— Start of DATA —
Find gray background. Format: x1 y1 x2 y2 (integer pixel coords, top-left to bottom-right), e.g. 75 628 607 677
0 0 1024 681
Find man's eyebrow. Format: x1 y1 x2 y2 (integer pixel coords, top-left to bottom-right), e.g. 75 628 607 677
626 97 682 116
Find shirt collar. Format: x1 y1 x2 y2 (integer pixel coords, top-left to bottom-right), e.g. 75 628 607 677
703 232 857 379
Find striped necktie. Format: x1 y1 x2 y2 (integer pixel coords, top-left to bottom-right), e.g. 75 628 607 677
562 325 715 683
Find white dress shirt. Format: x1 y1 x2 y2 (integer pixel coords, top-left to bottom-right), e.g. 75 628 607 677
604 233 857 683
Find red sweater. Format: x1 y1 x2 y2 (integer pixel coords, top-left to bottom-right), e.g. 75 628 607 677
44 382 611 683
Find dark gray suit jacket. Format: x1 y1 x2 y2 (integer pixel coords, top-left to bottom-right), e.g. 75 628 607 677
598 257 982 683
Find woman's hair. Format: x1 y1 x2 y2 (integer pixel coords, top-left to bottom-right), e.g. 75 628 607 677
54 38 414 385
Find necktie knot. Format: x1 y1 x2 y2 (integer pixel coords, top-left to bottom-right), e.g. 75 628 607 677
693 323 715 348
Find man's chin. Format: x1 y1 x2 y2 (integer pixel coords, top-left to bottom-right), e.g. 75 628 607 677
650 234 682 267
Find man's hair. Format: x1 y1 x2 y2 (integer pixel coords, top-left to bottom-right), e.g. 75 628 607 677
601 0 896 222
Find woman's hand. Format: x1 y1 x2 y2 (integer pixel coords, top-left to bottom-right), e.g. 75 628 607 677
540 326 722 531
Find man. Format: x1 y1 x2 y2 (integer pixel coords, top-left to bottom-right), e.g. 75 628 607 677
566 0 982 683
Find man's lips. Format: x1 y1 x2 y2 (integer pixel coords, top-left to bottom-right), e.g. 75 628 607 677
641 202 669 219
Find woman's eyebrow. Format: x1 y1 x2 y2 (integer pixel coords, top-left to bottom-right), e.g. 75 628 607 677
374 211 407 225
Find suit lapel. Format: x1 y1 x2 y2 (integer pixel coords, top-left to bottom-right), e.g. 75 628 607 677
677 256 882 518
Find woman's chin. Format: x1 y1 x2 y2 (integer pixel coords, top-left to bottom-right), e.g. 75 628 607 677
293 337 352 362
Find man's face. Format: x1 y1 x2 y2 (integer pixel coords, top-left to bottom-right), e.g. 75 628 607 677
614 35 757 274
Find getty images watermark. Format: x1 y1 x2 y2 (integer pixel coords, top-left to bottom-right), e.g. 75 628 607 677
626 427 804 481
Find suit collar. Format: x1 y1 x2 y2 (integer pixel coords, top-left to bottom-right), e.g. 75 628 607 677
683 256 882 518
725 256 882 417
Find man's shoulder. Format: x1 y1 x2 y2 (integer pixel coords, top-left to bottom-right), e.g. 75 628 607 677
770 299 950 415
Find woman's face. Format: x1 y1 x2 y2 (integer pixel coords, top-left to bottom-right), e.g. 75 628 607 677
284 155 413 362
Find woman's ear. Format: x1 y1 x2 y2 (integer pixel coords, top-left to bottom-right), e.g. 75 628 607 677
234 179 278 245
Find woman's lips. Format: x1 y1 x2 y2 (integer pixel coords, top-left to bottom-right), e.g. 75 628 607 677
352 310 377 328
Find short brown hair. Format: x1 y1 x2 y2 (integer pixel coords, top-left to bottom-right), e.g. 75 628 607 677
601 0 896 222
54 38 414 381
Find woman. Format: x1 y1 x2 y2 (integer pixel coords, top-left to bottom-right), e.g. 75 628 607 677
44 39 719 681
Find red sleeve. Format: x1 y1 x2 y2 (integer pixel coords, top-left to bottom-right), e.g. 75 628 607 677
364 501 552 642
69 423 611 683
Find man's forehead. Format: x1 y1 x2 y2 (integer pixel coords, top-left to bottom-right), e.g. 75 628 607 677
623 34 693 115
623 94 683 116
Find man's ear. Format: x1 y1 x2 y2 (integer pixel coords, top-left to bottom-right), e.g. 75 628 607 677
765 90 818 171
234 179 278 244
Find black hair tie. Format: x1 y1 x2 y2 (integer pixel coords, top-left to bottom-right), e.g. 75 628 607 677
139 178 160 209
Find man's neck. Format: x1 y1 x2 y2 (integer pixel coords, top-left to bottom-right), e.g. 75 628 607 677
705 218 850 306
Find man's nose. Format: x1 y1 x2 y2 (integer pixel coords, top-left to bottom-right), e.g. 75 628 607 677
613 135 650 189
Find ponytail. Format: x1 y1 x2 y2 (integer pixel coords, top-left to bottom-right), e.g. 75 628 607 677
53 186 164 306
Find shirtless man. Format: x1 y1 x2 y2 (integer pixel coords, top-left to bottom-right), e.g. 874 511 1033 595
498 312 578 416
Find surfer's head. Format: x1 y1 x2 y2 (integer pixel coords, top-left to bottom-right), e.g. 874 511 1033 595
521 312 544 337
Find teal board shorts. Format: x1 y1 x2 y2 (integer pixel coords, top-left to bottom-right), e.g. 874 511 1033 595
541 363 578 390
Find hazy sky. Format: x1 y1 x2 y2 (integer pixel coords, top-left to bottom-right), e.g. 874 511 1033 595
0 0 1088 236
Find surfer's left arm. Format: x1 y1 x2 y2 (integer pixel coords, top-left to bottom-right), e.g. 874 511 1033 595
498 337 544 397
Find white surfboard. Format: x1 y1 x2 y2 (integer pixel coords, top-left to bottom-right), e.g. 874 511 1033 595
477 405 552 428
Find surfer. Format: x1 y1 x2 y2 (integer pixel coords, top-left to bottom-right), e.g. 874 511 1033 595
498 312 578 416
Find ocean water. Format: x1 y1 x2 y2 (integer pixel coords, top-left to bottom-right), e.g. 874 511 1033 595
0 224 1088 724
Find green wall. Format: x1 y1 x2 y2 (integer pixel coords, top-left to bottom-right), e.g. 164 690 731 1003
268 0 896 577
— End of DATA —
— Start of DATA —
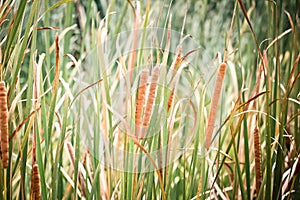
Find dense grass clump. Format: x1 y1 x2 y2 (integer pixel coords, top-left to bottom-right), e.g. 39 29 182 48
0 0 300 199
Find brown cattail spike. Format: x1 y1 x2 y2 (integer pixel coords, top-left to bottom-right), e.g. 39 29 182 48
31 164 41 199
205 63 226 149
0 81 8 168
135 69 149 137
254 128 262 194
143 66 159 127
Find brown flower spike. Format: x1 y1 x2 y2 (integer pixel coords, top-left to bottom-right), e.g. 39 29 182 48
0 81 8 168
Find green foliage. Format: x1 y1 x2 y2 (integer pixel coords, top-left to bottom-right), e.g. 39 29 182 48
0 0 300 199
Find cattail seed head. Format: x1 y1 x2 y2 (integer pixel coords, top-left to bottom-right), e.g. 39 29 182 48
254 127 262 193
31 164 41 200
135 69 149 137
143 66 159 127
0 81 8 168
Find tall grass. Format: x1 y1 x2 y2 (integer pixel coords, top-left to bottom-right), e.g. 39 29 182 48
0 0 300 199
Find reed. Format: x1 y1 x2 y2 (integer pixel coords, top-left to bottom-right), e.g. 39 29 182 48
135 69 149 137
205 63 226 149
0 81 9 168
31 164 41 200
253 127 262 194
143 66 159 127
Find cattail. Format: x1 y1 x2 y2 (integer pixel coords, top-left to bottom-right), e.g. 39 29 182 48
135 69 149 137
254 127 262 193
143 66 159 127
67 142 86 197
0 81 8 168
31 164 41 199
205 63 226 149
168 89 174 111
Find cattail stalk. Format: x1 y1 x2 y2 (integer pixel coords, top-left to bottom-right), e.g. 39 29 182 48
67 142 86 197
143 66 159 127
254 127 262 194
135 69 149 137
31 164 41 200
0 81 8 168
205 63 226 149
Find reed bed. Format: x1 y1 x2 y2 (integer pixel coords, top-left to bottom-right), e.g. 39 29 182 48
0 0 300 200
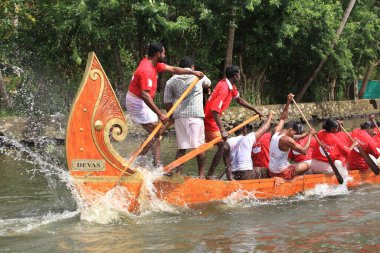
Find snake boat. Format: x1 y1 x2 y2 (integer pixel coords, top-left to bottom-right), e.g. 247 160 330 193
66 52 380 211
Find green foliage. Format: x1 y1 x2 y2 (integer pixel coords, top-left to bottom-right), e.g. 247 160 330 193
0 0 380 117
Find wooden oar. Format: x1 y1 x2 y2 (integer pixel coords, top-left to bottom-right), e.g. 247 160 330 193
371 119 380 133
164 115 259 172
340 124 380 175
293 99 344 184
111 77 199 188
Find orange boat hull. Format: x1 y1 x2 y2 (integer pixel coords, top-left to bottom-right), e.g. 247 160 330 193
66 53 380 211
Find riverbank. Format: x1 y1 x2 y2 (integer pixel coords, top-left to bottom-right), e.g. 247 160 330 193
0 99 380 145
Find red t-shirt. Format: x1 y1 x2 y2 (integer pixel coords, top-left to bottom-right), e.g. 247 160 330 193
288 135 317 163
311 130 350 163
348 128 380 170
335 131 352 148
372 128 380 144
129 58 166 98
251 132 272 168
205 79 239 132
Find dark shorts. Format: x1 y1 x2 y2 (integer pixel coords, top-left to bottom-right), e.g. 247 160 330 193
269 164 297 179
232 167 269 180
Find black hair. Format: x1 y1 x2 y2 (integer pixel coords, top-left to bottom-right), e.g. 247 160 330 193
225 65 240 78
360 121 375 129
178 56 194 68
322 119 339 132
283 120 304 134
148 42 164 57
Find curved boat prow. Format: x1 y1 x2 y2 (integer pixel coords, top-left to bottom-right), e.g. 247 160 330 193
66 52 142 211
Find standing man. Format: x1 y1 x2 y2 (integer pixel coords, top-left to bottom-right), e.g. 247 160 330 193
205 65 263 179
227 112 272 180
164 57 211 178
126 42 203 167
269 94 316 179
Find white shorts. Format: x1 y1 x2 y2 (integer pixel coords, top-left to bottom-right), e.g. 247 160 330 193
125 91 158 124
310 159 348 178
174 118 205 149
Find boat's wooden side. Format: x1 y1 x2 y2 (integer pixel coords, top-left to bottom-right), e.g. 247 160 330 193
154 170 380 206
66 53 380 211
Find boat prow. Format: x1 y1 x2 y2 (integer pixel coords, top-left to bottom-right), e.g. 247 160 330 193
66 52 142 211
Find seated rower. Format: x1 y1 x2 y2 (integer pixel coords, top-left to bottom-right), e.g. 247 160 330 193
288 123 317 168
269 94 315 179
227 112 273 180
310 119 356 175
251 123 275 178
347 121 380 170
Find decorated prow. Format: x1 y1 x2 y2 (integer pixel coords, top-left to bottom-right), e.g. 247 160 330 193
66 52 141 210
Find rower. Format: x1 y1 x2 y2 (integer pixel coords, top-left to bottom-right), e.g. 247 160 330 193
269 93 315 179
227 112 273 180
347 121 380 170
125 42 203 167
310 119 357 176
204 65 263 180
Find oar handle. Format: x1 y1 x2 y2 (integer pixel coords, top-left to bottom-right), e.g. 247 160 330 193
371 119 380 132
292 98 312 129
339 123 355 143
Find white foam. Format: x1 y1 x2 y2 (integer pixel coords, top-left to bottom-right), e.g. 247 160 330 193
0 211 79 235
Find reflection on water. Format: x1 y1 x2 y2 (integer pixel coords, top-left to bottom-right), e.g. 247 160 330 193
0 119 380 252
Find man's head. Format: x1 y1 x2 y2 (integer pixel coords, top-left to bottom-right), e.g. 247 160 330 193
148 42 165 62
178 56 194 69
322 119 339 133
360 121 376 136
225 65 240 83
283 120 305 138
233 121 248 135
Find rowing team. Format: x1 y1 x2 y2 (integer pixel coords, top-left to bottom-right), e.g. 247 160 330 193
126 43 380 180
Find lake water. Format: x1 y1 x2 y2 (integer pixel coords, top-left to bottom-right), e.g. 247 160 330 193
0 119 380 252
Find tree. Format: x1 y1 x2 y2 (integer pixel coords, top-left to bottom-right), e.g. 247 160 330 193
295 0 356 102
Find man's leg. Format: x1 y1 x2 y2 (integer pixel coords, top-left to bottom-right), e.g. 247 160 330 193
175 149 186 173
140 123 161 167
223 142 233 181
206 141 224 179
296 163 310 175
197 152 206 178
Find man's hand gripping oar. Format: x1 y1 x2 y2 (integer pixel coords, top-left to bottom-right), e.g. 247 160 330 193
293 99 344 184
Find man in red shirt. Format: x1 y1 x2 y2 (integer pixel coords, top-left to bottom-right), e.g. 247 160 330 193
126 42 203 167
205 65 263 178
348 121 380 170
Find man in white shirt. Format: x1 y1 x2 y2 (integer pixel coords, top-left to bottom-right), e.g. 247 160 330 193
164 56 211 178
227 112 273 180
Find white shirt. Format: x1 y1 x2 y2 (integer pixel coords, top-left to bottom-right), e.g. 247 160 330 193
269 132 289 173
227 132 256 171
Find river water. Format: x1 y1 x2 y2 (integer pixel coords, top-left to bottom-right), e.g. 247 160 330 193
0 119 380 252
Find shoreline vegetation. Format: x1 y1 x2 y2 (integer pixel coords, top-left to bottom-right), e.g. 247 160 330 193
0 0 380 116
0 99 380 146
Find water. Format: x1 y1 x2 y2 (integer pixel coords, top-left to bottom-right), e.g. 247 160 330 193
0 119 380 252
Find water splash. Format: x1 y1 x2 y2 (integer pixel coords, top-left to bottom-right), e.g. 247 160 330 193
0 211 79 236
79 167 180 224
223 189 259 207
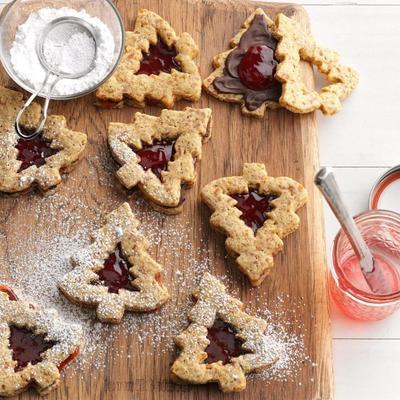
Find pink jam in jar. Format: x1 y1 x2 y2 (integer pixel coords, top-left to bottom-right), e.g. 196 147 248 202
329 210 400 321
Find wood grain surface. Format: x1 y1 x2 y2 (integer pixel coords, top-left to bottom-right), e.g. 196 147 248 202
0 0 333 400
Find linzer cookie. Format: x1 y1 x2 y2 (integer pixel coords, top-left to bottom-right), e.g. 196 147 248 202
— End of DATA —
— Start of DATA —
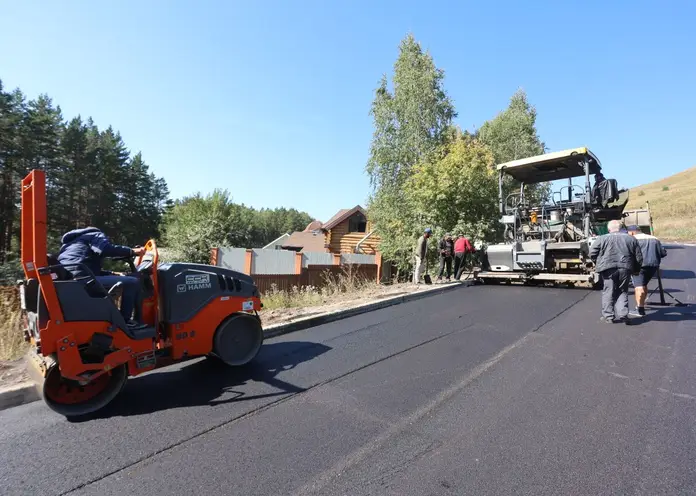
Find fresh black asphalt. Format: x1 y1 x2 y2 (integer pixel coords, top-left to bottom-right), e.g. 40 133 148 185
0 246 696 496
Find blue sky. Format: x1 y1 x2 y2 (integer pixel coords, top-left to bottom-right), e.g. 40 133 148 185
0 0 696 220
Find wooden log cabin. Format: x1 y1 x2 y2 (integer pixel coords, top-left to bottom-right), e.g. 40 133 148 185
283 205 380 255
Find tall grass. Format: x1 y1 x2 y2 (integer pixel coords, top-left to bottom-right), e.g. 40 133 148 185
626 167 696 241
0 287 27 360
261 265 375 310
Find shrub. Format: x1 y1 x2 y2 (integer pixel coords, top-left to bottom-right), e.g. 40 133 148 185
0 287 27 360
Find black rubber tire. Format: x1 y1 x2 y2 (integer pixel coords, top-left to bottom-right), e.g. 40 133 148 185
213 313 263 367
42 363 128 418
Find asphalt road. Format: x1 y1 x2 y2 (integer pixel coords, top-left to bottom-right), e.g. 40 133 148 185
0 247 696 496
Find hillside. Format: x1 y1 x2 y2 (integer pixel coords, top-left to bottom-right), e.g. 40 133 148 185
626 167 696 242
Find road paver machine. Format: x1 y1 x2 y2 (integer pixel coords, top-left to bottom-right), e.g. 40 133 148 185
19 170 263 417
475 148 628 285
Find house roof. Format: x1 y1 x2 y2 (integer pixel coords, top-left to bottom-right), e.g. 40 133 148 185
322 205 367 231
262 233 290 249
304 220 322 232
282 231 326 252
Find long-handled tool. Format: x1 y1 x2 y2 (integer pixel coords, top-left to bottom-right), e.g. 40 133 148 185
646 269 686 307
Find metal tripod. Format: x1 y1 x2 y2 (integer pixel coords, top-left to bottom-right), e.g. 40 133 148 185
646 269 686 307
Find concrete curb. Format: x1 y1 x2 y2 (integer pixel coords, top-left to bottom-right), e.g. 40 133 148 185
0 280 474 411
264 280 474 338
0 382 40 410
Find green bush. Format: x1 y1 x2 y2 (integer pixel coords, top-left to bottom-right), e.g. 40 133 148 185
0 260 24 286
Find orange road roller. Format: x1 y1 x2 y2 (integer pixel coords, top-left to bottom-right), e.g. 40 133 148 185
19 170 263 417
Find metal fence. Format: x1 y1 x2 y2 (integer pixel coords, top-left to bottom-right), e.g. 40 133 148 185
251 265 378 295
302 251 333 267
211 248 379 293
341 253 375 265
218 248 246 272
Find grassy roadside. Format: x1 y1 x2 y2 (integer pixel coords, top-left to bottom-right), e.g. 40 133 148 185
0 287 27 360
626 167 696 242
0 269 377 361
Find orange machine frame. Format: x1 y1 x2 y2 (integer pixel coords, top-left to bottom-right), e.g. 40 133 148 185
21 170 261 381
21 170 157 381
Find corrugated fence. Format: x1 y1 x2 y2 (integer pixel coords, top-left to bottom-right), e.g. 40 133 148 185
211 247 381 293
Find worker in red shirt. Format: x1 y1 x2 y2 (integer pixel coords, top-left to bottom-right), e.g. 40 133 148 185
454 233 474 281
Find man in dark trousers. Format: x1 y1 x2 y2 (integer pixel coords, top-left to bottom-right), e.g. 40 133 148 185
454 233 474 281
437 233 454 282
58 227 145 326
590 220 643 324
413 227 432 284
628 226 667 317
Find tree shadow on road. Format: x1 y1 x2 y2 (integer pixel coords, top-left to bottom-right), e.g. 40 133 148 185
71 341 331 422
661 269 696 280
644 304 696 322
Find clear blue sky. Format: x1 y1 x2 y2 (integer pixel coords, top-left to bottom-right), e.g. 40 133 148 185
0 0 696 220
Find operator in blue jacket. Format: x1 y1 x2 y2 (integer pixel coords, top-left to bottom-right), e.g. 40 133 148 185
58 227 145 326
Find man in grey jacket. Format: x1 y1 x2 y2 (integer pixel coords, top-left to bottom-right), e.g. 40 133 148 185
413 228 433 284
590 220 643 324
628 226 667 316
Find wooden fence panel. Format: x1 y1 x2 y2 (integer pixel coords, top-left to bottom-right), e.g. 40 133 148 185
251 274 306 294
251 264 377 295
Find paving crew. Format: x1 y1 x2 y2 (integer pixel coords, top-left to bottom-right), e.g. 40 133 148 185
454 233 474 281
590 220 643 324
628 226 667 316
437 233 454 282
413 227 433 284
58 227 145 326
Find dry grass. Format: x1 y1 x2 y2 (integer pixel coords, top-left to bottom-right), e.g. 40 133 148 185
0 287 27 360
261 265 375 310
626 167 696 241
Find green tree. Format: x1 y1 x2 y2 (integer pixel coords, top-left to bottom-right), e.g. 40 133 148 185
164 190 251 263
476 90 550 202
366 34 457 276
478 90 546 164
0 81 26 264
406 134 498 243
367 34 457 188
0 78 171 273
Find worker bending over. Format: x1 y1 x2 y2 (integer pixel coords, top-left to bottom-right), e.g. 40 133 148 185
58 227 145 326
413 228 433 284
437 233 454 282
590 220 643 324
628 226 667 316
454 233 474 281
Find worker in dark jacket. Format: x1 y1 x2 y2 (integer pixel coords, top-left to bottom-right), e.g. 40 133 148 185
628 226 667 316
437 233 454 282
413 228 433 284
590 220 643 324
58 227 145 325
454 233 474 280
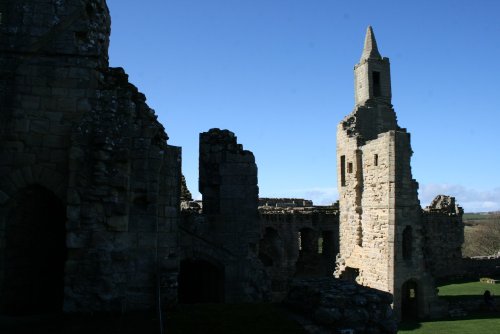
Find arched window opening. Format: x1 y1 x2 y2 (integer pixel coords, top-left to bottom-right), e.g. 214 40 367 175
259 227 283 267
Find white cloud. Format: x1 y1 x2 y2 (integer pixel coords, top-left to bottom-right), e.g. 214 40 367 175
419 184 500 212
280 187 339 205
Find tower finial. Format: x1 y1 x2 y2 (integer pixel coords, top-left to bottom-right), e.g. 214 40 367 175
— End of DATA —
Rewrite the records as a Markdown table with the columns "Number" and "Text," one numbered row per line with blank lines dropped. Begin at the line that contains "Find getty images" and stop after the line that contains "44 39 719 681".

| Number | Text |
|---|---|
| 1 | Find getty images watermark. Format: x1 y1 x2 y2 (integer pixel coords, top-left to bottom-right), e.g. 75 628 607 677 |
| 2 | 626 427 804 481 |
| 3 | Find suit collar. Format: x1 y1 x2 y2 (integer pixel coords, top-left to bottom-right), e.g. 75 628 607 677 |
| 4 | 683 256 882 518 |
| 5 | 725 256 882 417 |
| 6 | Find man's shoulder. Format: x1 y1 x2 y2 (integer pixel coords, top-left to bottom-right), e.g. 75 628 607 677 |
| 7 | 770 299 950 415 |
| 8 | Find woman's face. Format: x1 y1 x2 y2 (integer pixel coords, top-left to bottom-right), e.g. 75 628 607 677 |
| 9 | 284 155 413 362 |
| 10 | Find woman's ear. Format: x1 y1 x2 y2 (integer pixel coords, top-left to bottom-right), e.g. 75 628 607 677 |
| 11 | 234 179 278 245 |
| 12 | Find woman's lips. Format: x1 y1 x2 y2 (integer pixel coords, top-left to bottom-right), e.g. 75 628 607 677 |
| 13 | 352 310 377 328 |
| 14 | Find short brown hair. Format: x1 y1 x2 y2 (integer pixel coords, top-left to bottom-right), e.g. 75 628 607 677 |
| 15 | 601 0 896 222 |
| 16 | 54 38 414 381 |
| 17 | Find woman. Format: x1 y1 x2 y2 (integer pixel coords, top-left to bottom-right), e.g. 75 628 607 677 |
| 18 | 44 39 719 681 |